[TEXT SEGMENT]
^^^^^^^^

In 2003, the field remained at 64 teams. The teams were seeded, and assigned to four geographic regions, with seeds 1–16 in each region. In Round 1, seeds 1 and 16 faced each other, as well as seeds 2 and 15, seeds 3 and 14, seeds 4 and 13, seeds 5 and 12, seeds 6 and 11, seeds 7 and 10, and seeds 8 and 9. In 2003, a change was implemented in the way first and second round sites were determined. From 1982 (the year of the first NCAA women's basketball tournament) through 2002, the first rounds sites were offered to the top seeds. Starting in 2003, sixteen sites for the first two rounds were determined approximately a year before the team selections and seedings were completed.

First and Second rounds

The following lists the region, host school, venue and the sixteen first and second round locations:
- March 22 and 24
  - East Region
    - Mackey Arena, West Lafayette, Indiana (Host: Purdue University)
    - Ted Constant Convocation Center, Norfolk, Virginia (Host: Old Dominion University)
  - Mideast Region
    - Thompson–Boling Arena, Knoxville, Tennessee (Host: University of Tennessee)
    - CU Events Center, Boulder, Colorado (Host: University of Colorado Boulder)
  - Midwest Region
    - Stegeman Coliseum, Athens, Georgia (Host: University of Georgia)
    - The Pit, Albuquerque, New Mexico (Host: University of New Mexico)
  - West Region
    - McArthur Court, Eugene, Oregon (Host: University of Oregon)
    - Maples Pavilion, Stanford, California (Host: Stanford University)
- March 23 and 25
  - East Region
    - Harry A. Gampel Pavilion, Storrs, Connecticut (Host: University of Connecticut)
    - Bramlage Coliseum, Manhattan, Kansas (Host: Kansas State University)
  - Mideast Region
    - Lloyd Noble Center, Norman, Oklahoma (Host: University of Oklahoma)
    - Bryce Jordan Center, State College, Pennsylvania (Host: Pennsylvania State University)
  - Midwest Region
    - Reynolds Coliseum, Raleigh, North Carolina (Host: North Carolina State University)
    - United Spirit Arena, Lubbock, Texas (Host: Texas Tech University)
  - West Region
    - Shoemaker Center, Cincinnati, Ohio (Host: University of Cincinnati)

^^^^^^^^

[EXERCISE REQUIREMENTS]
A. List every venue that the tournament passage places in the Mideast Region.
B. Answer these questions from the tournament passage:
(i) How many teams made up the field in 2003?
(ii) Which school hosted the games at The Pit?
(iii) In what year was the first NCAA women's basketball tournament held?
C. Reproduce the tournament passage from "- March 23 and" up to and including "University of Oklahoma)".
Answer using only the tournament passage.

[RECORDS]
^^^^^^^^

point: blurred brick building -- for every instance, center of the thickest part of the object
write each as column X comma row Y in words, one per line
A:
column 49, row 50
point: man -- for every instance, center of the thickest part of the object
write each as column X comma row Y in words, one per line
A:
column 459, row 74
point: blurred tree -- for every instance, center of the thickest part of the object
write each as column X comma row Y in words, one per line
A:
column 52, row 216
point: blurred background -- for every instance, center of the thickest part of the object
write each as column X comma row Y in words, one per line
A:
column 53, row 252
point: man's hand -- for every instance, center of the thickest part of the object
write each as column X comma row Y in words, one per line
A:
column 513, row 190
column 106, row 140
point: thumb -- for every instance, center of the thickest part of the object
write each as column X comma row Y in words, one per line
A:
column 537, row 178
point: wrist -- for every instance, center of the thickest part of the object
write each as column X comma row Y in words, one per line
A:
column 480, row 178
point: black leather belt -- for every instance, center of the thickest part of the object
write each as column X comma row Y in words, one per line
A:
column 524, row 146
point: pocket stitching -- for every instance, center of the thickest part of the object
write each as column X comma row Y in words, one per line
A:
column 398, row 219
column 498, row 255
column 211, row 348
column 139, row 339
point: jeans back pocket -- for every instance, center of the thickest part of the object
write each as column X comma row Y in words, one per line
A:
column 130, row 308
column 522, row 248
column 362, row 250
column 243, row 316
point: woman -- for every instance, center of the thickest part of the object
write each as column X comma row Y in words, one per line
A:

^^^^^^^^

[THE SOLUTIONS]
A.
Thompson–Boling Arena
CU Events Center
Lloyd Noble Center
Bryce Jordan Center

B.
(i) 64 teams
(ii) University of New Mexico
(iii) 1982

C.
- March 23 and 25
  - East Region
    - Harry A. Gampel Pavilion, Storrs, Connecticut (Host: University of Connecticut)
    - Bramlage Coliseum, Manhattan, Kansas (Host: Kansas State University)
  - Mideast Region
    - Lloyd Noble Center, Norman, Oklahoma (Host: University of Oklahoma)